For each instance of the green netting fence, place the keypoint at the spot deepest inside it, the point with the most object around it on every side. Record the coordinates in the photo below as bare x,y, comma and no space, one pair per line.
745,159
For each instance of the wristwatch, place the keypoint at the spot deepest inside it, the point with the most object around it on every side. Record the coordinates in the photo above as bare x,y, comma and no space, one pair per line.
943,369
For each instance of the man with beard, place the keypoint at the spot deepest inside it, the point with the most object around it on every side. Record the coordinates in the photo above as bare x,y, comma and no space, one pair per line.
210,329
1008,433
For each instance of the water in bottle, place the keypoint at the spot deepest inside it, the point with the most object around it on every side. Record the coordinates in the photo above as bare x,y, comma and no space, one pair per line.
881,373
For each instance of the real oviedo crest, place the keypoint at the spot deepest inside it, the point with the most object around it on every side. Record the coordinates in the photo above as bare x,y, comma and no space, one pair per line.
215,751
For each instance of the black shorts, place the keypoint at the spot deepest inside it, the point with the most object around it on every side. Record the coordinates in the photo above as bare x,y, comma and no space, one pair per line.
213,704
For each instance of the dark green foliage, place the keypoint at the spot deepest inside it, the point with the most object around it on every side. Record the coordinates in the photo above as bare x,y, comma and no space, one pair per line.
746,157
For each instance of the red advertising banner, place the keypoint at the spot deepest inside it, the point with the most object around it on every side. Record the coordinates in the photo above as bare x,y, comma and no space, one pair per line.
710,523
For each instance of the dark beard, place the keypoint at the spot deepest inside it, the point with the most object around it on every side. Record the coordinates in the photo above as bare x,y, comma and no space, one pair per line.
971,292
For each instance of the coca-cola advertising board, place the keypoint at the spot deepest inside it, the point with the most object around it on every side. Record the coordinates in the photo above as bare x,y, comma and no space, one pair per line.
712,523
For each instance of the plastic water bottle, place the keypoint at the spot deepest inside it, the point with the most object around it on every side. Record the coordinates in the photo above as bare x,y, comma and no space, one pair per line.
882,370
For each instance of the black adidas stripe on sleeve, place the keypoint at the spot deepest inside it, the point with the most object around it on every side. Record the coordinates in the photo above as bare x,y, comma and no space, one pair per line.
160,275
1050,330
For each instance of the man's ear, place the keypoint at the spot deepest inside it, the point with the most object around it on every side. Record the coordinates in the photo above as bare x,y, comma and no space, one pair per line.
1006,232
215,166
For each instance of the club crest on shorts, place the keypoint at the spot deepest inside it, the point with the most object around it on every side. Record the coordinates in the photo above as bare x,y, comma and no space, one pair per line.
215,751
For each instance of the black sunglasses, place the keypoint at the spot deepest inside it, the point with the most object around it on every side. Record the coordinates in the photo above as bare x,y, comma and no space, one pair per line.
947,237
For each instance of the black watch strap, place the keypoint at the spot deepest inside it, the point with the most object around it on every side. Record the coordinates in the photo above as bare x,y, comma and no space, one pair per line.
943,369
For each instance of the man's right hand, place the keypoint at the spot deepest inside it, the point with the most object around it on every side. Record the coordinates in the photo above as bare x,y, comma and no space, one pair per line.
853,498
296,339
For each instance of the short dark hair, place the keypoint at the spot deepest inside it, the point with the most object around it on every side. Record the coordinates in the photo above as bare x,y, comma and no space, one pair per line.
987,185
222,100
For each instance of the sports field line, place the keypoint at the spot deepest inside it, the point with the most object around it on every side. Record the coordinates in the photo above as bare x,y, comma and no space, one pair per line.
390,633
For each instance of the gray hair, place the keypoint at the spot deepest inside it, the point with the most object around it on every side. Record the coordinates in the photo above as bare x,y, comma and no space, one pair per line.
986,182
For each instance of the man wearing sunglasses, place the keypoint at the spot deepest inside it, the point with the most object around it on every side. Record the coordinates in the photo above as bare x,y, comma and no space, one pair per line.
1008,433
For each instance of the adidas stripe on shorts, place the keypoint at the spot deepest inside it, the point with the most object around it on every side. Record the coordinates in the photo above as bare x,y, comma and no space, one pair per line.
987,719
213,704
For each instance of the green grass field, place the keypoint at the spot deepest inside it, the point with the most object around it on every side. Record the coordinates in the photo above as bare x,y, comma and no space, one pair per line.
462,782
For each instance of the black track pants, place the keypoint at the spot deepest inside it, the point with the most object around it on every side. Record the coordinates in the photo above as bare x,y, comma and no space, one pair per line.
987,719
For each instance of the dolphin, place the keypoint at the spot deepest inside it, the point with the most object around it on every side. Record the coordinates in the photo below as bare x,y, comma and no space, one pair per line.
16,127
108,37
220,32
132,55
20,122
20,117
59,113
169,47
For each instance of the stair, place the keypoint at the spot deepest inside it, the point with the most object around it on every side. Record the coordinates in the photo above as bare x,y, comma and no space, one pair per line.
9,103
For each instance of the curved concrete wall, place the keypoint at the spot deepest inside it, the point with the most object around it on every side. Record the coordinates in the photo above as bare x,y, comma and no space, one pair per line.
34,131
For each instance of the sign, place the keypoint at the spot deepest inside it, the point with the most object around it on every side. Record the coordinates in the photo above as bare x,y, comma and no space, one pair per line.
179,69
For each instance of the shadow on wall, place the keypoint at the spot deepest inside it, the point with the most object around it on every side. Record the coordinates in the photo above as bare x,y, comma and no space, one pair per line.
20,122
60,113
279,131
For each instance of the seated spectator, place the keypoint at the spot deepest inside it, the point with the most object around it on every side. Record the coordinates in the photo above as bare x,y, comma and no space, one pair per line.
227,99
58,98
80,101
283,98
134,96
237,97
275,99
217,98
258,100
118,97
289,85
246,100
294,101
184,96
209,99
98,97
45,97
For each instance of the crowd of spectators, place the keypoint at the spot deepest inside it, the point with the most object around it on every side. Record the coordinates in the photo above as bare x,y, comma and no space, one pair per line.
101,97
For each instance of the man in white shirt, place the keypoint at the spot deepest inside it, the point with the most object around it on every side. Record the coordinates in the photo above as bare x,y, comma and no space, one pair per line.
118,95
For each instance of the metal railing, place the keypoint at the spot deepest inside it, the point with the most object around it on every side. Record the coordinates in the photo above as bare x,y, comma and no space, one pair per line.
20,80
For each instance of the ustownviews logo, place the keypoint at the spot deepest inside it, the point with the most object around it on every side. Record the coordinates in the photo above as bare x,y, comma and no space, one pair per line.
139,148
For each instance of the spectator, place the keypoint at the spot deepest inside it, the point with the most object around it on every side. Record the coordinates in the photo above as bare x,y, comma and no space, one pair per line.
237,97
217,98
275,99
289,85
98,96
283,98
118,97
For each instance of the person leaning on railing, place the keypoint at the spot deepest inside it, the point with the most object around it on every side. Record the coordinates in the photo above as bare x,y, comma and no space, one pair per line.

» **GIVEN TASK**
Write each line above out exactly.

» **RIGHT ANSWER**
For each instance of the green netting fence, place the keypoint at the spot deepest inside it, the point with the most object around it on every side. Record the coordinates in the photo below as bare x,y, comma and no space, one pair per line.
745,159
For each instance of the wristwatch, place the keypoint at the spot deepest inside it, the point with the most object around it on every side. Record the coordinates in the photo above as bare x,y, comma and no space, one pair per line.
943,369
For each instance of the man with beard, place the keypoint at the spot deepest inside it, the point with the most object around it on every side. Record the coordinates in the photo above as bare x,y, comma and no space, one pair per line.
210,329
1008,433
For each instance of the water in bottle, place the keypoint at the spot deepest inside it, the point with the most object around it on every side. Record the coordinates in the photo above as bare x,y, comma and no space, one pair per line.
881,373
For each instance of the real oviedo crest, place the keypoint at the spot deepest inside it, the point with the most object around it on every side. Record the coordinates in the photo above as bare x,y, comma and no space, one pair per line.
215,751
For each instance of the black shorts, place the keypoint at the spot deepest inside it, the point with the most object around it on every side. Record the coordinates in the photo above as bare x,y, comma and no space, one pair per line.
213,704
For each instance of the dark green foliage, place the keypoint at the spot deepest inside it, the point with the most object around it on every side. Record the coordinates in the photo above as bare x,y, comma and no space, one pair per line.
746,157
For each instance of the red advertising banner, place the keypoint at the spot deepest inside it, the point with the most object around it on every side. Record the coordinates in the photo above as bare x,y, comma and no space, one pair per line.
710,523
For each instance of the dark beard, place the keypoint at the spot deepest inside it, the point with the most object around it on every side. Record the coordinates in the photo above as bare x,y, comma and no space, one pair per line.
971,292
For each instance of the coca-cola advertising board, place the keypoint at the spot deepest inside it, the point with the most object around it on every side. Record the coordinates in the photo above as bare x,y, comma and no space, one pair per line.
712,523
For each instance of the plastic water bottle, place the keypoint at the spot deepest inside it, the point with the most object around it on every side. Record the coordinates in the photo above as bare x,y, comma and no space, one pair per line.
882,370
For each instance of the black adidas stripe on sleeve, place the keypoint at the spot deepest inside it, the point with the most object around it on every side. Record the coordinates in the photo above as bare x,y, comma and no space, one pair per line.
160,275
1050,330
For each instance of the man's ear, place the keypoint at the spot deepest inside it, the point with the most object around it on every side. Record the coordinates in the photo above as bare x,y, comma and no space, one pair per line.
1006,232
215,166
For each instance of the club crest on shorts, place the keypoint at the spot deepest inside it, the point with the most object around it on every side. Record the coordinates in the photo above as bare x,y, comma and no space, one pair per line.
215,751
For each instance of the black sunglasses, place the keypoint at the spot deepest inside it, the point with the most object around it on every side. Record the coordinates in the photo above as bare x,y, comma and no space, one pair per line.
947,237
For each instance of the black watch strap, place the keypoint at the spot deepest inside it, the point with the most object around it on every side. Record the coordinates in the photo above as bare x,y, comma and no space, one pair per line.
943,369
For each instance of the man's right hand, place the keypoint at the spot deepest inside it, the point with the most object around it on every side. Record the coordinates in the photo above as bare x,y, comma and no space, one pair per line.
853,498
296,339
For each instance of the short dark hair, place the keypoint at the spot deepest inside it, the point with the most object around it on every side. Record the coordinates in the photo above as bare x,y, comma and no space, one pair per line.
987,185
222,100
For each instance of the sports field line, place the keypoint at the spot deepest inside it, the point with the most object around it on every side. Record the coordinates in the photo above as bare x,y, comma and no space, one pair per line.
390,633
For each instance of the gray hair, place the keypoint at the spot deepest inside it, the point with the most object around it on every side. Record the coordinates in the photo above as bare x,y, comma and no space, one pair per line.
986,182
For each instance of the man wearing sunglasses, place the keypoint at the spot deepest inside it, the point with the most object around it on every side. Record the coordinates in the photo above as bare x,y, comma and no space, one pair per line.
1008,433
For each instance of the adidas stripe on shorts, place the keypoint at the spot deepest inside it, the point with the most object around it on every side. Record the coordinates in the photo above as bare x,y, comma and no space, one pair per line.
987,719
213,704
For each instance of the green grass field, place the keypoint at the spot deepest inside it, the point with the most object around it on every side. Record the coordinates in the photo above as bare x,y, comma and no space, one pair per line.
462,782
For each instance of the black track pants, place the keypoint at the spot deepest inside it, the point with the most object around it on every side. Record the coordinates in the photo above as bare x,y, comma and no space, one pair per line.
987,719
For each instance of the dolphin, place the keypoint at the spot deepest inside it, the point with the most object around it on every side. Record the coordinates in the photo below as bare x,y, comma and no space, one pair per line.
16,127
108,37
220,32
132,55
20,122
20,117
59,113
169,47
For each instance of the stair, place the keypoint at the spot deepest inside it, the point with the most object around it on every side. Record the coordinates in the photo above as bare x,y, comma and no space, one pair per line.
9,103
For each instance of the curved concrete wall, place the keypoint at the spot deepest inside it, the point with the most object around it on every side. Record the coordinates in the photo above as bare x,y, comma and no space, one pair per line.
34,131
For each instance of the sign, place the keypoint at the spot deepest inside it, the point with the most object around it on every side. Record the coordinates in the photo above as bare x,y, comma and no space, one pair per line.
179,69
For each instance of the shadow on wall, place the keypoint at the spot deepest inside it, the point with the most object around it on every side. Record the coordinates in the photo above as bare x,y, comma and no space, one pair per line.
20,122
60,113
279,131
For each instance of the seated spectator, place the keypoint at the spot deepest inside it, the point with the most object around it on every side. Record the coordinates in the photo above as bare x,y, comma and no space, one pair per line.
227,99
58,98
80,101
283,98
134,96
237,97
275,99
217,98
258,100
118,97
289,85
246,100
294,101
184,96
209,99
98,97
45,97
For each instance of the crowd of spectators, place the keypoint at the spot deepest inside it, the point with the most object around it on every side. Record the coordinates in the photo above as bare x,y, comma and no space, one pair per line.
101,97
For each instance of the man in white shirt, place the keypoint at the spot deepest inside it, the point with the most object around it on every side. Record the coordinates in the photo above as bare x,y, comma and no space, one pair per line.
118,95
For each instance of the metal railing, place the keypoint at the spot deepest inside it, the point with the most object around it on every side. Record the coordinates in the photo above as bare x,y, comma and no space, one pair per line.
20,80
For each instance of the ustownviews logo, place the keypoint at the spot deepest inside it, the point with the most object around it on every side. Record the coordinates in the photo above as bare x,y, comma and no space, one pair per line.
139,148
For each instance of the spectator, place the keypoint at the spot deepest inside it, the point with the most object around it on every side. Record the coordinates in the photo above as bare x,y, comma and no space, one pair per line.
237,97
217,98
275,99
289,85
98,96
283,98
118,97
For each instance of the person leaning on railing, place the keypoint at the spot deepest inside it, the point with the most object around it on every side. Record the coordinates in the photo above as bare x,y, comma and no space, one pair per line.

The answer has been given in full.